I have children similar age. I work from home so luckily that works out if the kids are sick, it was something I factored in when choosing my career. I don’t think I could have arranged childcare around shift work, it would be very stressful.

I guess if your family are relying on you husbands income then it’s important that his job is safe. In my experience uni’s are very flexible in these situations.

what exactly are you falling behind with? If it’s coursework then this may need to be done when kids are asleep or occupied and could you not opt to catch up on student nursing hours missed by night and weekend working?

yentirb · 30/11/2022 05:28

@Leobynature I'm lucky enough that my placement lets me do nights and twilights, and this particular placement is quiet so I can get some of my coursework done.

So I'm trying to juggle it around as best I can. Since October we've had covid, vomitting bug twice, hand foot and mouth, ear infections, chest infections and tonsilitis.

I've caught all of them too, so it's definetly been hard. I think I'm incredibly tired and just need to calm my nerves. I have serious health anxiety and depression, I think sleep deprivation has made me question everything and become a bit more low.

It's really hard and I'm struggling.

OP posts:
Leobynature · 30/11/2022 05:39

Things sound like they have been very difficult and you are finding a way to get manage it all. , When you are out of this difficult situation and catch up with your work you may feel more optimistic.

Information shown:
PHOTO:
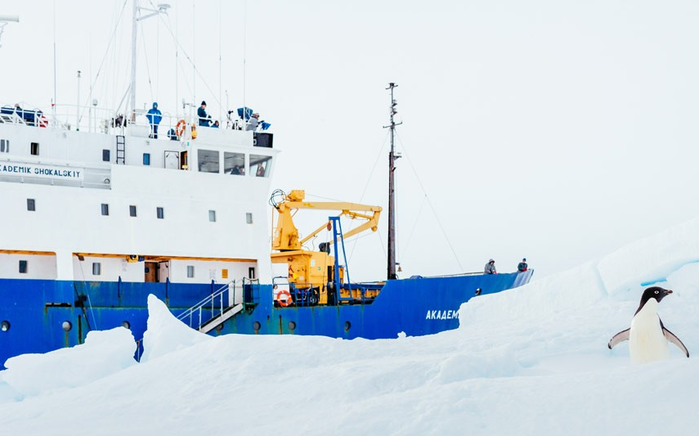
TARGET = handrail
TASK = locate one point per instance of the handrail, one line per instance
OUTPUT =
(216, 296)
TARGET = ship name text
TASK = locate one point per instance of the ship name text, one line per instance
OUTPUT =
(442, 314)
(40, 171)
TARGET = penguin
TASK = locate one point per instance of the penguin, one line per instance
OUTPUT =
(648, 338)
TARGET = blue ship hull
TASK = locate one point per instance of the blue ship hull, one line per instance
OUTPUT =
(37, 311)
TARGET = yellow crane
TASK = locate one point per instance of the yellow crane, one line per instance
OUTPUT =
(312, 270)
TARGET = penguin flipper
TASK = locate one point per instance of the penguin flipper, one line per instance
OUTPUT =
(675, 340)
(618, 338)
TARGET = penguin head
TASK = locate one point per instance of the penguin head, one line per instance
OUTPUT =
(655, 292)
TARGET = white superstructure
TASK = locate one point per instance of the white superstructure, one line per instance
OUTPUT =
(116, 204)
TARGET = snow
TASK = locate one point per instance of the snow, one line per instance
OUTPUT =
(532, 360)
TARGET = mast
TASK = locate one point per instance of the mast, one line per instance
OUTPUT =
(162, 9)
(392, 156)
(132, 84)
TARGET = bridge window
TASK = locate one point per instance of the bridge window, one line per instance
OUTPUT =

Work to complete:
- 1) Answer these questions from the thread.
(a) Where does the writer of the first post work?
(b) What shifts does yentirb's placement allow?
(c) At what date and time did Leobynature post the reply that ends the thread?
- 2) Write out the part of the thread between "I have children" and "and weekend working?", inclusive.
The rows are not needed for any of this.

List of solutions:
- 1)
(a) From home.
(b) Nights and twilights.
(c) 30/11/2022 at 05:39.

- 2)
I have children similar age. I work from home so luckily that works out if the kids are sick, it was something I factored in when choosing my career. I don’t think I could have arranged childcare around shift work, it would be very stressful.

I guess if your family are relying on you husbands income then it’s important that his job is safe. In my experience uni’s are very flexible in these situations.

what exactly are you falling behind with? If it’s coursework then this may need to be done when kids are asleep or occupied and could you not opt to catch up on student nursing hours missed by night and weekend working?